• _Set of tasks_:
1 – List every disadvantage of bark that the bark mulch passage names.
2 – Resume the passage on bark mulch, starting after its final line.

• _Provided passage_:
============================================================

How do you determine how much bark to buy and use? Take a rough measurement of the area to be covered, Length by Width and Depth in inches. Multiply L x W x D (D in decimal fraction) divide by 27 = cubic yards.

(see Charts & Formulas at the Home page for other helpful formulas)

Some disadvantages of bark are, that it may need to be replenished ever 2-3 years, bark may rob the plants of nitrogen if it is too freshly cut, it may raise the pH of the soil slightly and it can be difficult to clean the beds of leaves in the Fall without loosing some bark in the process.

An excellent alternative to bark mulch are groundcovers. Once established, they have all the positive advantages of bark and not as many of the disadvantages.

 

Spraying your plants.

============================================================

• _Data shown_:
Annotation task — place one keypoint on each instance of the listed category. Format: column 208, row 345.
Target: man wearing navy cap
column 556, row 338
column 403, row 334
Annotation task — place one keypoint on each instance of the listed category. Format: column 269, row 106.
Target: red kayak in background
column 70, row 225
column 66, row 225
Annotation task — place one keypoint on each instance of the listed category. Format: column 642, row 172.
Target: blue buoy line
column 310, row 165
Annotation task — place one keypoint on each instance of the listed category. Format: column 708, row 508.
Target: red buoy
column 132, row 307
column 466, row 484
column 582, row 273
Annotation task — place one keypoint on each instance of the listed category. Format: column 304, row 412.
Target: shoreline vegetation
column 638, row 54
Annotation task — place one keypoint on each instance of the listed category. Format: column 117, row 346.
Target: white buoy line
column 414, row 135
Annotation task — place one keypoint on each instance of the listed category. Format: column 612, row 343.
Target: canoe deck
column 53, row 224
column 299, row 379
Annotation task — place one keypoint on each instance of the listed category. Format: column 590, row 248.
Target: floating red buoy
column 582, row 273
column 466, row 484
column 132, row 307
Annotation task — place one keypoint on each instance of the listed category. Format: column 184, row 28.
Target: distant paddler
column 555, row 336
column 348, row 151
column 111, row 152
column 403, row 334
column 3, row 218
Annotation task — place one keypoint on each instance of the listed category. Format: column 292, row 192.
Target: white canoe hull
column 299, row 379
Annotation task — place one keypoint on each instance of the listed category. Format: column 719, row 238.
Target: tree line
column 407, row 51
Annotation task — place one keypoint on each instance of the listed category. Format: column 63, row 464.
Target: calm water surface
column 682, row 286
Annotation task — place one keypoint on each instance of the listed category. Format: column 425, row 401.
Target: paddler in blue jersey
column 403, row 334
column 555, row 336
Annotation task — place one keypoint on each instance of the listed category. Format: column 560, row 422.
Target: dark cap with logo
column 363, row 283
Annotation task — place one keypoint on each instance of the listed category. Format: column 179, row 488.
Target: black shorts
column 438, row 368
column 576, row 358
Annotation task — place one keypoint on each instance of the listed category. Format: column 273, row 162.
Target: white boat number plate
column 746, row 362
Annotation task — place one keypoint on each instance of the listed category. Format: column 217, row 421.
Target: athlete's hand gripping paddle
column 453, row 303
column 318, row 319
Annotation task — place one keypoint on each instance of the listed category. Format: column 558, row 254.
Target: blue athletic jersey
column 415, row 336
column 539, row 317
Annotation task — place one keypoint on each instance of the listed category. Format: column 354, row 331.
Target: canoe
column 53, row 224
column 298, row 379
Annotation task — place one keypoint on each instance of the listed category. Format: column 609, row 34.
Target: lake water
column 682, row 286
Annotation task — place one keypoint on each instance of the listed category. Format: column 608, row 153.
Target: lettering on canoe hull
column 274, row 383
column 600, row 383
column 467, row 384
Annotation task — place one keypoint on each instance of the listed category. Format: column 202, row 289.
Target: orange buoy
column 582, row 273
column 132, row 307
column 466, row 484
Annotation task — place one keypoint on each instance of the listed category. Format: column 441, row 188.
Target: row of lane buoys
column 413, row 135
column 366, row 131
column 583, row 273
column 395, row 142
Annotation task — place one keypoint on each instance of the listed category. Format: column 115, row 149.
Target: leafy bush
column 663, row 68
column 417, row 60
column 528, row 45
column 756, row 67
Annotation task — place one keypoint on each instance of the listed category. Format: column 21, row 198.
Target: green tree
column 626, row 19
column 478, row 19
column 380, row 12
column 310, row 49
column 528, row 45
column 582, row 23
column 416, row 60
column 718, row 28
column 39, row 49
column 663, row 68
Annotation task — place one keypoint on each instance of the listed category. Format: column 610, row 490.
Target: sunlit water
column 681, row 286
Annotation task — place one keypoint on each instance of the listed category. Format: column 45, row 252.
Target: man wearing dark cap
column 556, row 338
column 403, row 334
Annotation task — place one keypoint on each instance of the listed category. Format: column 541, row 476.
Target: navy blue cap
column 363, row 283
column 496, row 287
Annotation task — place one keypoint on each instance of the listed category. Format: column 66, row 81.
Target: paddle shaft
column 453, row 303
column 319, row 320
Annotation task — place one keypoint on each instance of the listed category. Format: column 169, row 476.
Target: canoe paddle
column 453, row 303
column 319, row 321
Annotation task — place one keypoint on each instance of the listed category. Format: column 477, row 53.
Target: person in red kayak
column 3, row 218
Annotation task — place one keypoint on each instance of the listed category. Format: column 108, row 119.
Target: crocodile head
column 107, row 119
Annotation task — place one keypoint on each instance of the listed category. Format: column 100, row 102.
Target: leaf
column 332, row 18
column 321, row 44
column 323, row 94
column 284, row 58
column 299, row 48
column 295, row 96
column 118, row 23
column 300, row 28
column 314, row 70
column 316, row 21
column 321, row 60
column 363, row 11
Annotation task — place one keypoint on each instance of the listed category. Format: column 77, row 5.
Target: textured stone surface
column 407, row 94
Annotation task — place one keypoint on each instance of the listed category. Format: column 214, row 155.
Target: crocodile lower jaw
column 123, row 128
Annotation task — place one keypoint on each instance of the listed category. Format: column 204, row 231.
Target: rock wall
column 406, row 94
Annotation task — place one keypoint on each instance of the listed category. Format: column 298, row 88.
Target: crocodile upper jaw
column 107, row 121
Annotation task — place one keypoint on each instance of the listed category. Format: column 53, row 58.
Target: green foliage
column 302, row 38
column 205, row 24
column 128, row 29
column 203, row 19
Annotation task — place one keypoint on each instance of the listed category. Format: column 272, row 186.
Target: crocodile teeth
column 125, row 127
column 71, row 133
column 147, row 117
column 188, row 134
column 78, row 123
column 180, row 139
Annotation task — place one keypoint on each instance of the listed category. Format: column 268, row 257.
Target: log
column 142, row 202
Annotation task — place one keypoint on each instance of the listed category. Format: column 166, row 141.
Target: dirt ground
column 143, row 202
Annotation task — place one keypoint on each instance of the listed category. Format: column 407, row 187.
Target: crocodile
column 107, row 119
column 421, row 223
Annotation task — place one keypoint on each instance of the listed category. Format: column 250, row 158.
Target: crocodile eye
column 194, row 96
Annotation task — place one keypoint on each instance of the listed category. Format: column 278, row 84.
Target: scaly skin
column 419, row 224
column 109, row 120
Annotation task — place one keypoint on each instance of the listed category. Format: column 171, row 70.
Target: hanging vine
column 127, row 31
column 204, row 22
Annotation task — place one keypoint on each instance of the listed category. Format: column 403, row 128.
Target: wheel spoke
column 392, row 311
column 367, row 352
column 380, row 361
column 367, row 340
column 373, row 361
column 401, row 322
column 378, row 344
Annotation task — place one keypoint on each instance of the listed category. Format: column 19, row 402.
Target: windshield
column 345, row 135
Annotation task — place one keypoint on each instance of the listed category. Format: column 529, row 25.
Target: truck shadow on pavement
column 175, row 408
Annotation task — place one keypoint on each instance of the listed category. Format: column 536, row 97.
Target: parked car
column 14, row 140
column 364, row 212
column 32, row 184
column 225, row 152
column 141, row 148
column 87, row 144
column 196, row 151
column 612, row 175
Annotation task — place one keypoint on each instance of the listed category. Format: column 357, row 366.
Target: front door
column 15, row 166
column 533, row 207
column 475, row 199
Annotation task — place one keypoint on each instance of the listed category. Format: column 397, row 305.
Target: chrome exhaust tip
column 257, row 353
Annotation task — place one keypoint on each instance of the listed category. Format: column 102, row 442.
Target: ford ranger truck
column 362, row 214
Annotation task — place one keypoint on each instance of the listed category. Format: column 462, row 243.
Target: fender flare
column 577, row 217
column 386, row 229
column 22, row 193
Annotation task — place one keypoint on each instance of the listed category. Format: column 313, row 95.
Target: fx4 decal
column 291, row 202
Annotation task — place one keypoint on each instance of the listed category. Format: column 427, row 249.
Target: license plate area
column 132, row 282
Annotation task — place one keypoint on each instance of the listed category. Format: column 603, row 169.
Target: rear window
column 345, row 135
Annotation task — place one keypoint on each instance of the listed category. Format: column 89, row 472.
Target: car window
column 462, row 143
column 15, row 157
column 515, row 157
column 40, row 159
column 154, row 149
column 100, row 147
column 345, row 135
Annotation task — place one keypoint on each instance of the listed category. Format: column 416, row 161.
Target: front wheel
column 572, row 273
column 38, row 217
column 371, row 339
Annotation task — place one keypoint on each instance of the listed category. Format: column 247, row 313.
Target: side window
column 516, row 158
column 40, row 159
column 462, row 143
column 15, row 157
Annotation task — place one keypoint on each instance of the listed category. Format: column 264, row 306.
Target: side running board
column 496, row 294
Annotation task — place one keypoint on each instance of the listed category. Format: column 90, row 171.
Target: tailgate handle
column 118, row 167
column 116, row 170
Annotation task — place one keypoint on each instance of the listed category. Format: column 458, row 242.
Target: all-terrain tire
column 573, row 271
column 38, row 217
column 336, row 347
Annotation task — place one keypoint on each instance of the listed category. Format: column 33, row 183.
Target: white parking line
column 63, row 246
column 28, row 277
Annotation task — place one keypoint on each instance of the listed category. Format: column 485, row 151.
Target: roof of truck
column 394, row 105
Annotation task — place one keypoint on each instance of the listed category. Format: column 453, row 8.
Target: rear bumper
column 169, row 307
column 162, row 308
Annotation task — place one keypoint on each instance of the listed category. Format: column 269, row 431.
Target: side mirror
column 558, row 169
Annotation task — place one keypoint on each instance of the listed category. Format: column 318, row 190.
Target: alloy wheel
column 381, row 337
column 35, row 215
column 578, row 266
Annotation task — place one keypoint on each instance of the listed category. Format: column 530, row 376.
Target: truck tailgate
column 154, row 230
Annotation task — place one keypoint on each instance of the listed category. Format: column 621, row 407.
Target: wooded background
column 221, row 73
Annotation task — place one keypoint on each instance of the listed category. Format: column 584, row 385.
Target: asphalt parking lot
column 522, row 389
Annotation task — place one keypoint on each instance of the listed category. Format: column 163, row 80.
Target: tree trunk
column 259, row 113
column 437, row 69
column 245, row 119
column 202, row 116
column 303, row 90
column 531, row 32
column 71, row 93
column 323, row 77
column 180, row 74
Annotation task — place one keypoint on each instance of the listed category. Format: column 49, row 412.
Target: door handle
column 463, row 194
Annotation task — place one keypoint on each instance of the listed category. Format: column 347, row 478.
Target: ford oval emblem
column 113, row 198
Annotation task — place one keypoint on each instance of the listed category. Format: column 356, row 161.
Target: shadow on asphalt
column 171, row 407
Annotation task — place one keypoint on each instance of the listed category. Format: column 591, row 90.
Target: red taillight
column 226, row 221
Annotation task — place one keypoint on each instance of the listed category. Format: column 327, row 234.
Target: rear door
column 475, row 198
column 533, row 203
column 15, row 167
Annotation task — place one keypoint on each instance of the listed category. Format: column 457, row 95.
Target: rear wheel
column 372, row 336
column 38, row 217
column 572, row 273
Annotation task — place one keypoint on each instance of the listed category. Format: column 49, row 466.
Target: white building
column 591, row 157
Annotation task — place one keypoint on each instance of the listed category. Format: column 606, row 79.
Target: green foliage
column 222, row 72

============================================================

• _Answers for this exercise_:
1 –
- It may need to be replenished every 2 to 3 years.
- If it is too freshly cut, it may rob the plants of nitrogen.
- It may raise the pH of the soil slightly.
- Cleaning leaves out of the beds in the fall can be difficult without losing some bark.

2 –
When spraying herbicides, insecticides, growth retardants and deer & rabbit repellents, always add a little liquid dish soap to the mix at a rate of 2-3 drops per gallon of water. The dish soap acts as a spreader sticker and improves the adhesion of the spray to the plant surface. It leaves a film on the plant surface that allows the material in the spray to be retained on the plant surface for a longer period of time.

Spreader sticker can be purchased at just about any garden center but the liquid soap works just as well. I never spray without it! Soapy water is good for your plants, not only does it clean the leaf surface, the film created when it dries prevents some small, sucking insects, such as aphids, from penetrating the leaf surface.

Remember - Fall / Winter is the time to spray repellents and anti-transpirants on your plants.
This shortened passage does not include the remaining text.